_Your instructions_
Duplicate the material below word for word, from the line that contains "-- sample [187,182]." through the end of the material.

Data entries:
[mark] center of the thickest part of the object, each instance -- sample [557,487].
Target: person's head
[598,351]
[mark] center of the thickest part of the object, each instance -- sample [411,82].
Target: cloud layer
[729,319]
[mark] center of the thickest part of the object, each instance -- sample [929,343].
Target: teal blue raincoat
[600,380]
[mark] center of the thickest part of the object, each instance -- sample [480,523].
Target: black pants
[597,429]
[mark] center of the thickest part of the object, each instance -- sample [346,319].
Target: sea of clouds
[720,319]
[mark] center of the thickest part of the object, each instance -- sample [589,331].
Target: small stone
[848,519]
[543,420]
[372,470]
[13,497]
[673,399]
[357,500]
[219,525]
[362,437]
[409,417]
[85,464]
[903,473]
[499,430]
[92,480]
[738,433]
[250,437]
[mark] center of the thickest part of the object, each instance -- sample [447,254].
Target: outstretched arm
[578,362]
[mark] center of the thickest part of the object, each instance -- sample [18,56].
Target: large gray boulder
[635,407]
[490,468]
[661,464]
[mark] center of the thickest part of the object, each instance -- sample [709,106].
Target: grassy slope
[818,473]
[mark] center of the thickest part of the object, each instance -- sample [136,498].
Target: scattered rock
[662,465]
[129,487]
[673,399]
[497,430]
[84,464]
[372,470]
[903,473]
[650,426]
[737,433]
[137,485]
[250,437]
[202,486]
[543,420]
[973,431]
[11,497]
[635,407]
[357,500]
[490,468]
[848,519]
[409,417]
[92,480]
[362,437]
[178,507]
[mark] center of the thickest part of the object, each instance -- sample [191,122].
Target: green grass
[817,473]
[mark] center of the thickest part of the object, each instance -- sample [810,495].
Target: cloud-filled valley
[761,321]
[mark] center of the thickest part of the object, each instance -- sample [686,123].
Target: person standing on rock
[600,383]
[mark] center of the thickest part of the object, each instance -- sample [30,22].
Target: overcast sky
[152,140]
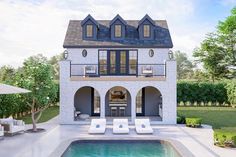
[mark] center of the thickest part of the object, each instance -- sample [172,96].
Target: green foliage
[197,92]
[231,91]
[217,117]
[218,52]
[222,119]
[35,75]
[184,65]
[48,114]
[225,137]
[193,122]
[211,54]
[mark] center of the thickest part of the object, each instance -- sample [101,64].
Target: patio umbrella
[7,89]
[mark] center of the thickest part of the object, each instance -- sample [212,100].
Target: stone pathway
[198,141]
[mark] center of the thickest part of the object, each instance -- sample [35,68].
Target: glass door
[113,63]
[140,103]
[95,103]
[118,62]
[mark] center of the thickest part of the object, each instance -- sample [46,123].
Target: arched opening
[86,103]
[149,103]
[118,102]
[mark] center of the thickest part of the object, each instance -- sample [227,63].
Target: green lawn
[218,117]
[48,114]
[222,119]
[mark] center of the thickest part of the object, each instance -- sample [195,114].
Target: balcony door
[118,62]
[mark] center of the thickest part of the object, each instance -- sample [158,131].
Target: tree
[38,77]
[227,37]
[184,65]
[6,72]
[211,54]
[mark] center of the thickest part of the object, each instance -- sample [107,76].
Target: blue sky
[30,27]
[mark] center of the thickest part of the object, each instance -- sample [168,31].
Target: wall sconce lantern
[151,53]
[65,54]
[171,55]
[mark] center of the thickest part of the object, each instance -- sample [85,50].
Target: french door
[118,62]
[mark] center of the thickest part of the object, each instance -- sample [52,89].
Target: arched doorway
[87,102]
[118,102]
[149,102]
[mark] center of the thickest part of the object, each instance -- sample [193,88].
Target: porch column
[102,105]
[133,106]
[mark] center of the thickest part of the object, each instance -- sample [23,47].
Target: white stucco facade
[167,86]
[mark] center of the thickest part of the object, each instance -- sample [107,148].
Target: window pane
[146,30]
[89,30]
[112,62]
[132,62]
[103,62]
[96,102]
[122,62]
[117,30]
[139,102]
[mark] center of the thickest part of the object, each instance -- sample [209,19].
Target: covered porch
[117,103]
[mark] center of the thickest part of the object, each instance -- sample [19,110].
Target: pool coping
[178,146]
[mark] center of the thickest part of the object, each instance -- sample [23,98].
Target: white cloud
[228,2]
[31,27]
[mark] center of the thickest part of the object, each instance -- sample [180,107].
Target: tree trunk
[33,116]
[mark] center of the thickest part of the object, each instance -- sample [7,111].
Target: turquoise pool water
[120,149]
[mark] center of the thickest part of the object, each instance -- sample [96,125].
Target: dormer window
[89,30]
[117,31]
[146,31]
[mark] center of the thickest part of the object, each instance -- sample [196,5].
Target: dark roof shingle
[162,38]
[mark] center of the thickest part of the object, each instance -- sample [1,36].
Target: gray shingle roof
[162,38]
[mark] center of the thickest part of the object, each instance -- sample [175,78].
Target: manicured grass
[222,119]
[218,117]
[47,114]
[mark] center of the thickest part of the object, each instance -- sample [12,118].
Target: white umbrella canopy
[7,89]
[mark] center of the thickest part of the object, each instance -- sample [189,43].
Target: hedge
[223,92]
[193,122]
[225,137]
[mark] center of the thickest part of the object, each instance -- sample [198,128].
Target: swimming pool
[120,148]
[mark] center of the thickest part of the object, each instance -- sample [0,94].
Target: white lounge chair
[120,126]
[98,126]
[143,126]
[1,132]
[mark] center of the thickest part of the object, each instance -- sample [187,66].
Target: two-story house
[117,68]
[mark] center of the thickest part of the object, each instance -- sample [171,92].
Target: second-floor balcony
[118,72]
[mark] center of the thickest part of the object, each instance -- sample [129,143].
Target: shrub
[180,119]
[206,93]
[234,140]
[193,122]
[231,91]
[224,137]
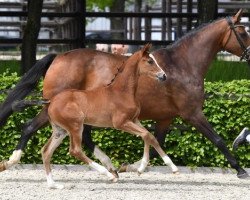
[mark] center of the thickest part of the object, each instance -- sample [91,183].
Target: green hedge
[227,108]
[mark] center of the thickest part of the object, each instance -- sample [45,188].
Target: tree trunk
[207,10]
[117,24]
[30,36]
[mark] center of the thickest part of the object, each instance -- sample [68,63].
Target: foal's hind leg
[149,139]
[98,153]
[76,150]
[47,151]
[40,120]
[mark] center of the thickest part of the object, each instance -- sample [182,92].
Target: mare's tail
[27,83]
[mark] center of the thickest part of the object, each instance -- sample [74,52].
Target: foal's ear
[145,49]
[237,16]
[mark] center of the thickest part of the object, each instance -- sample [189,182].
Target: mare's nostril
[161,76]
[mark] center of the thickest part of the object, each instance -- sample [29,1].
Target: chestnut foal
[111,106]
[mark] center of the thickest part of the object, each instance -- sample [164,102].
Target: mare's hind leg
[200,122]
[30,128]
[76,150]
[149,139]
[47,151]
[98,153]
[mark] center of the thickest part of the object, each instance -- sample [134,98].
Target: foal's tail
[27,83]
[22,104]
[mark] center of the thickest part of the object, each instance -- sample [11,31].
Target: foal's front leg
[149,139]
[76,150]
[47,151]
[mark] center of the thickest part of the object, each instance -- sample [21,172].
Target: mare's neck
[127,80]
[193,54]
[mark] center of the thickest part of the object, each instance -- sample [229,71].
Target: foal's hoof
[242,175]
[2,165]
[123,168]
[114,172]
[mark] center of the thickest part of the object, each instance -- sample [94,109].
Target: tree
[31,31]
[117,24]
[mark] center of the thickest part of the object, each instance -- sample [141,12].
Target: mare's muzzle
[161,76]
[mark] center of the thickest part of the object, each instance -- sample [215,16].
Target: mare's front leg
[47,151]
[30,128]
[200,122]
[98,153]
[149,139]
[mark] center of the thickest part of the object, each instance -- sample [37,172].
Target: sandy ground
[28,183]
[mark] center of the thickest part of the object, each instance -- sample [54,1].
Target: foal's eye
[150,62]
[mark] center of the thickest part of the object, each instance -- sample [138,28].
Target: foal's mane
[120,69]
[191,33]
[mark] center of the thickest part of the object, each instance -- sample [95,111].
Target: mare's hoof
[2,166]
[176,172]
[243,175]
[123,168]
[114,180]
[55,186]
[114,172]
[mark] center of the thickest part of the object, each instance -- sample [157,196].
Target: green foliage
[227,71]
[100,5]
[227,109]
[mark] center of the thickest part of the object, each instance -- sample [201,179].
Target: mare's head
[236,40]
[148,65]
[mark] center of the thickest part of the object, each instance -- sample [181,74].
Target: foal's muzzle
[161,76]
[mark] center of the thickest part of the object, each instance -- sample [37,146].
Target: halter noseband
[246,50]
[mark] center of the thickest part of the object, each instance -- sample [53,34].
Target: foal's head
[148,64]
[236,39]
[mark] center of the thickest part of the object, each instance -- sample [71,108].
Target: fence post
[207,10]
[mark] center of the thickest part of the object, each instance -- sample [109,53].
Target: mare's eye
[150,61]
[244,35]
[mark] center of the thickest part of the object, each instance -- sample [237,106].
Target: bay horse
[113,106]
[185,62]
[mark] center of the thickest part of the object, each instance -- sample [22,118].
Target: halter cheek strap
[246,50]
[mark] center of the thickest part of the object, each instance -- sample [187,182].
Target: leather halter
[246,50]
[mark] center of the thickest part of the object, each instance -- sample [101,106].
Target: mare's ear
[237,16]
[145,49]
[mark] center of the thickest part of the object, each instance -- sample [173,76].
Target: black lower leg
[160,136]
[87,139]
[207,130]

_Finished task_
[mark] center of the thickest part of the object, each instance -- sample [187,182].
Target: leather halter
[246,50]
[mark] center of the thickest part of the object, each instance -- sample [101,106].
Target: mare's ear
[237,16]
[145,49]
[mark] center of the thickest part of the object, each instance -- sample [173,76].
Target: black lower leg
[160,136]
[87,139]
[207,130]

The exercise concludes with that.